● **Given text**
━━━━━━━━━━━━━━━━━━━━

# South Central ND Hunting



## Field Hunter (Mar 4, 2002)

I hunted the South Central area of ND this past weekend with a number of guys from out side of the state. Thanks to the outstanding lodging that we found in the area from one of the local outfitters that allowed us to stay while not hunting his land.

Just wanted to say the hunting has gotten very tough in that area. Although there is still access available if you look, it appears that the remaining land has been greatly reduced. More posting than ever and the one thing that I noticed in every area is that the sloughs that would have allowed good hunting are gone. Hundreds of acres of seasonal wetlands have been burned and or plowed under this Fall. The greatly reduced remaining areas that allow access are getting hunted much harder than in the past. Those are the wetlands.....the cattails...that allow the birds and the deer and all other wildlife to flourish when it gets cold. There are many PLOTS areas but many have been hayed this year..and many have CRP that the wildlife don't prefer in the harsh winter time.

All-in-all the hunting was ok...shot a few birds, had some fun with friends. Birds were VERY skittish. Many birds flushing 200 yards ahead even with a 25 mph wind blowing in our face. I've hunted 30+ years in ND for pheasants and I've never seen the birds so wild this time of the year....I'm assumng it's the greatly increased pressure on them from more resident and NR hunters.

(Good thing they don't migrate or they'd all be in Sand lake by now..LOL)


----------



## DJRooster (Nov 4, 2002)

This is when it is fun! Anyone can go out and shoot a limit of birds in the early season so I call that "killing!" Now, the birds can be smarter than the dogs and the hunters so this is no longer the "killing" season it is the "hunting" season! Don't you just love it!!


----------



## Dick Monson (Aug 12, 2002)

You mean like this? http://www.nodakoutdoors.com/forums/vie ... hp?t=32332

If there ever was a time to rewrite wetland protection in the next farm bill it is now.


----------

━━━━━━━━━━━━━━━━━━━━

● **Dataset entries**

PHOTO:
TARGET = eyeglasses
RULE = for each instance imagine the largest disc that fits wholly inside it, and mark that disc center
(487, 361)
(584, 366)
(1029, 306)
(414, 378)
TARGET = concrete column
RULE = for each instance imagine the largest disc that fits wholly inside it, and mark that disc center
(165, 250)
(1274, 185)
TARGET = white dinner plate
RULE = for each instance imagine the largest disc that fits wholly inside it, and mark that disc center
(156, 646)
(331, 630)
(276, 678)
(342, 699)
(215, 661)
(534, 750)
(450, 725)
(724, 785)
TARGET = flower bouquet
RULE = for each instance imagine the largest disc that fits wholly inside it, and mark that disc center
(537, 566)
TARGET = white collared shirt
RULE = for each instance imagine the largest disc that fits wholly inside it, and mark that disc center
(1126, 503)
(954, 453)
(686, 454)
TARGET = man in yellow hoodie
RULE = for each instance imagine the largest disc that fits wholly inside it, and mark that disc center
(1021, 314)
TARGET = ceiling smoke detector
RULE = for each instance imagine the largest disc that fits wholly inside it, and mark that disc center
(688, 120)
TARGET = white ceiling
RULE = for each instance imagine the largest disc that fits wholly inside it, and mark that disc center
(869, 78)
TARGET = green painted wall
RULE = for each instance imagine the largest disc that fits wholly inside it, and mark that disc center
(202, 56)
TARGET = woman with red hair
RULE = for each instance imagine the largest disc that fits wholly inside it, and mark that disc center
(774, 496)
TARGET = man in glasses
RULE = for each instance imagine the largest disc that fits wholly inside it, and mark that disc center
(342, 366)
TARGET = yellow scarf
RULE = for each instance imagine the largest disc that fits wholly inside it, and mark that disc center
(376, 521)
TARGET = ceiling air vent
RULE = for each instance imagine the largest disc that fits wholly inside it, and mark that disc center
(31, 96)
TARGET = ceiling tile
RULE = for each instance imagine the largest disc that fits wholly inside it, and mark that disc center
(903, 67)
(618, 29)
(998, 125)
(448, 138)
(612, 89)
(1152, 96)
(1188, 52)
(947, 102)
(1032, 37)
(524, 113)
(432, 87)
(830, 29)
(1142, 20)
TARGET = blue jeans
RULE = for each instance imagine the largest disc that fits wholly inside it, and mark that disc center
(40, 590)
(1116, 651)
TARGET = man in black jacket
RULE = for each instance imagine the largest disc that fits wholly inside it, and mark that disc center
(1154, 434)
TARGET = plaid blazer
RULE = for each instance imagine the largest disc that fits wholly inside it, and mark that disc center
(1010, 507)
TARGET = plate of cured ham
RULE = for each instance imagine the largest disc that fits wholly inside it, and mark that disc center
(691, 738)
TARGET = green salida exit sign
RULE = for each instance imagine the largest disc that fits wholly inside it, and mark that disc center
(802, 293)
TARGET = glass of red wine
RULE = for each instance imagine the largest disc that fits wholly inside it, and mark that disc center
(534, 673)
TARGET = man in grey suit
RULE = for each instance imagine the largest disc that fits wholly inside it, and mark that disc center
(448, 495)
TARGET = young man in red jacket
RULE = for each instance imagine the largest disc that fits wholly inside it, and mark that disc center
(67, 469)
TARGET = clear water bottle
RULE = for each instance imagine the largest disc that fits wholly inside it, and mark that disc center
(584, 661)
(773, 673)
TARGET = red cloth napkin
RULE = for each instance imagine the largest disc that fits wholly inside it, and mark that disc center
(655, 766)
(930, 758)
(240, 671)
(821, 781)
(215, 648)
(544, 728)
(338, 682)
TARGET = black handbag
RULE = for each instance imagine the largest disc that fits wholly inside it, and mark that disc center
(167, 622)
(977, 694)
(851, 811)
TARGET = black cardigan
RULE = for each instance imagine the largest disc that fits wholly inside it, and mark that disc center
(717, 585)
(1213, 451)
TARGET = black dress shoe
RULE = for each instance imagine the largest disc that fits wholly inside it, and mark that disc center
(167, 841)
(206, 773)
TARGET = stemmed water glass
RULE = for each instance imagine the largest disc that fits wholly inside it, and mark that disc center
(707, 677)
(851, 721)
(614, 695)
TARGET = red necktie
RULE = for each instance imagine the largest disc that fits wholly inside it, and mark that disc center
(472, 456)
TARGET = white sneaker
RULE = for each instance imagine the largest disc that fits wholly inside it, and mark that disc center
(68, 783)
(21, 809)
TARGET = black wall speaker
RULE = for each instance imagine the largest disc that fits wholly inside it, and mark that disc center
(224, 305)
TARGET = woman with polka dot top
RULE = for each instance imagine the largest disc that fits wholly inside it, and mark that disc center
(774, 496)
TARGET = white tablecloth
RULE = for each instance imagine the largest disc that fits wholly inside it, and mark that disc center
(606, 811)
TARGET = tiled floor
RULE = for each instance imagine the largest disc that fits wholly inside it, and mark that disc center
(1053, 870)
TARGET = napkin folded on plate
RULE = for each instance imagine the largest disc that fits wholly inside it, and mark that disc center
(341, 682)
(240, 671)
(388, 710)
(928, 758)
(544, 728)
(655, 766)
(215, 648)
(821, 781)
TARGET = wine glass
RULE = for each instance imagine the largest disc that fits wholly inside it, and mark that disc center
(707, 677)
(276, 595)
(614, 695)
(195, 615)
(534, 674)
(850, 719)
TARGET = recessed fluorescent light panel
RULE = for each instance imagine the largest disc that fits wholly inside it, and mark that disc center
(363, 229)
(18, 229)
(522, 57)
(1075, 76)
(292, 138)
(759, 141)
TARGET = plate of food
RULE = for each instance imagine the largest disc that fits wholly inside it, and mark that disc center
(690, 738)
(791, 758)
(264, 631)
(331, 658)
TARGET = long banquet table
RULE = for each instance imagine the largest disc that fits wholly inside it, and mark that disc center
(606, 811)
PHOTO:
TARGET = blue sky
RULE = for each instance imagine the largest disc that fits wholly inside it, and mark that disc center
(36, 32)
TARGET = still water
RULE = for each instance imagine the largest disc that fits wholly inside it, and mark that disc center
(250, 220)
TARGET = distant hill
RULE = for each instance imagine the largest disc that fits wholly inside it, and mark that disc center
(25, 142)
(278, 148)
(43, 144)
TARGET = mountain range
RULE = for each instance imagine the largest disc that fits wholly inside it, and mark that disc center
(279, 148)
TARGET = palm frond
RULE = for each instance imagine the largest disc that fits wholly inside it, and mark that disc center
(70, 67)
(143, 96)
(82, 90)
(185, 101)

━━━━━━━━━━━━━━━━━━━━

● **Instructions**
• A. For the hunting forum thread, decide whether each statement agrees with it: (i) the first poster has hunted pheasants in North Dakota for more than 30 years; (ii) the birds held tight and flushed close to the hunters; (iii) Dick Monson says now is the time to rewrite wetland protection in the next farm bill. Give yes or no for each, with the deciding words of the thread quoted exactly.
• B. Transcribe the lines of the entries from the line holding "TARGET = man in black jacket" through the line holding "(1010, 507)", inclusive.

● **Responses to the exercise**
• A.
(i) Yes: "I've hunted 30+ years in ND for pheasants"
(ii) No: "Many birds flushing 200 yards ahead even with a 25 mph wind blowing in our face."
(iii) Yes: "If there ever was a time to rewrite wetland protection in the next farm bill it is now."

• B.
TARGET = man in black jacket
RULE = for each instance imagine the largest disc that fits wholly inside it, and mark that disc center
(1154, 434)
TARGET = plaid blazer
RULE = for each instance imagine the largest disc that fits wholly inside it, and mark that disc center
(1010, 507)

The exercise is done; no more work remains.